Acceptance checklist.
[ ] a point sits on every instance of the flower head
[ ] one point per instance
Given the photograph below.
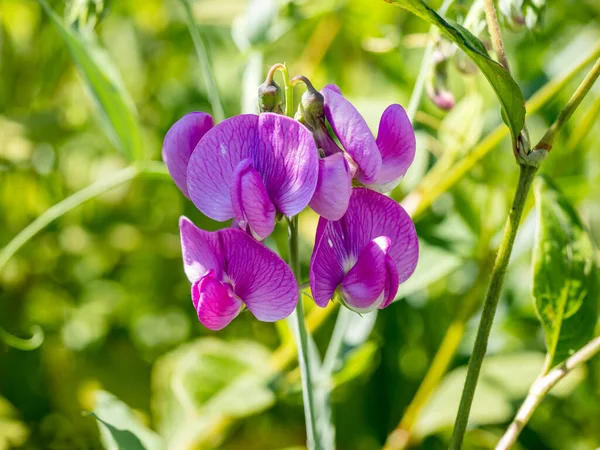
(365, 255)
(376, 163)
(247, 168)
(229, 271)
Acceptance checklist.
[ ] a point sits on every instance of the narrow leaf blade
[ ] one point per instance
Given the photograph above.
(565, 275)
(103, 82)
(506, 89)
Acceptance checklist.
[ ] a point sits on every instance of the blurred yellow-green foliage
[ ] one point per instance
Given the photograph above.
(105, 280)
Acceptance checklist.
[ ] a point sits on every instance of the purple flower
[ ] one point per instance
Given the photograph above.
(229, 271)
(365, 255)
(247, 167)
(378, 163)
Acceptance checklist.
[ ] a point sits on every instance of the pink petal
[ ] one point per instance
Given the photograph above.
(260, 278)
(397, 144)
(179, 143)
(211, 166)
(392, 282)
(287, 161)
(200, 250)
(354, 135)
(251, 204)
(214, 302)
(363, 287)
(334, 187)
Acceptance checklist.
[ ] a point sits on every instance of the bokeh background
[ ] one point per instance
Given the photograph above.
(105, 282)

★ ★ ★

• Your objective: Lay out the records above as a two-column CSV with the headers label_text and points, giving one row per record. Put each record's text and its answer in a single quoted field apiece, with line breaks replaced by spaces, and leave out the pictures.

• Solution to the exercise:
label_text,points
"Acceptance checklist. [ ] a point sits on every instance of the flower head [ ] one point per instance Given the photograph below.","(365, 255) (376, 163) (247, 168) (229, 271)"
"Acceptance checklist. [ ] a point sits on every instance of the narrow leaf blade [ ] one point per instance Given the photograph above.","(565, 275) (103, 82) (506, 89)"
"Acceptance checklist. [ ] a point sits on every instance of the blurred yellow-green foliage [ ] one point per instance Given the photograph above.","(105, 280)"
"Acceptance checklist. [ ] a point sits on every instance of the purple flower [ ] one point per instance Given the photograph above.","(229, 271) (365, 255) (247, 167) (378, 163)"
"Acceptance checklist. [ ] a point sits on every instance of the pink petal [ ] one point per instance Given the photograph above.","(260, 278) (397, 144) (179, 143) (211, 166) (392, 282) (287, 161) (200, 250) (354, 135) (251, 204) (214, 302) (363, 287) (334, 187)"
"Acceptance checklist. [ ] a point sits on every instance of the bokeh background [ ] one point per instance Given the photograph above.","(105, 282)"